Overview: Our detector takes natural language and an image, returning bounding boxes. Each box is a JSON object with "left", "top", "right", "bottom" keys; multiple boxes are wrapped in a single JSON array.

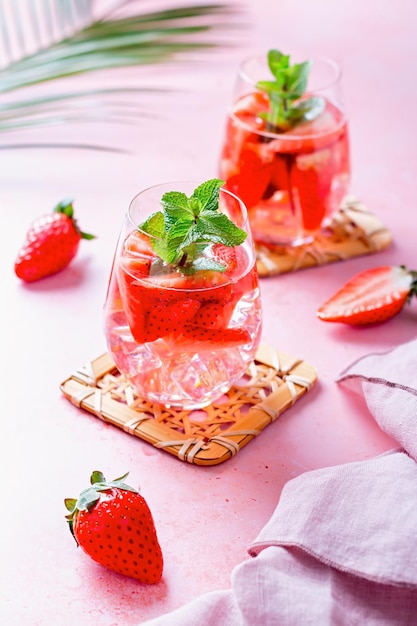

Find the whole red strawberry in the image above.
[
  {"left": 65, "top": 471, "right": 163, "bottom": 584},
  {"left": 15, "top": 198, "right": 95, "bottom": 282}
]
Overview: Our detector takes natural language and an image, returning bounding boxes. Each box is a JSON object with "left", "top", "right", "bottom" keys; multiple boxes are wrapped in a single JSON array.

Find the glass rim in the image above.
[
  {"left": 124, "top": 181, "right": 254, "bottom": 287},
  {"left": 238, "top": 52, "right": 343, "bottom": 92},
  {"left": 232, "top": 53, "right": 346, "bottom": 141},
  {"left": 127, "top": 180, "right": 250, "bottom": 232},
  {"left": 229, "top": 106, "right": 347, "bottom": 141}
]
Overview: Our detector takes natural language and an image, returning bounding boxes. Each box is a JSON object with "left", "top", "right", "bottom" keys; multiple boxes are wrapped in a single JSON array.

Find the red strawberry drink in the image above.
[
  {"left": 219, "top": 51, "right": 351, "bottom": 247},
  {"left": 104, "top": 180, "right": 262, "bottom": 409}
]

**WHAT YOU HAVE TO DO**
Please print every record above exactly, but leave the pictures out.

**WRITTEN RESPONSE**
Overview: Our detector takes natural language and an image, returning bounding boxes. Each box is a JSON object with "left", "top", "right", "bottom" keys; multiple boxes are wrapped in a single JSON array.


Find the whole red strawberry in the image above.
[
  {"left": 65, "top": 471, "right": 163, "bottom": 584},
  {"left": 15, "top": 198, "right": 95, "bottom": 282}
]
Overview: Our detector takes natural language and an image, returning bounding boxes. Each box is a JSON object with "left", "top", "right", "bottom" keys; multiple boxes are wrapped in a single JSON array.

Find the glass rim in the image above.
[
  {"left": 124, "top": 181, "right": 254, "bottom": 287},
  {"left": 238, "top": 52, "right": 343, "bottom": 92},
  {"left": 232, "top": 53, "right": 346, "bottom": 141},
  {"left": 127, "top": 180, "right": 250, "bottom": 232},
  {"left": 229, "top": 106, "right": 347, "bottom": 141}
]
Overview: Our detector takes natural language and an image, returning bounding boxes. Each box is a JSON object with "left", "top", "right", "bottom" keys; multiple boxes are wrapped in a single JSON array.

Find the red strawberry drink in the image above.
[
  {"left": 219, "top": 51, "right": 351, "bottom": 247},
  {"left": 104, "top": 180, "right": 262, "bottom": 409}
]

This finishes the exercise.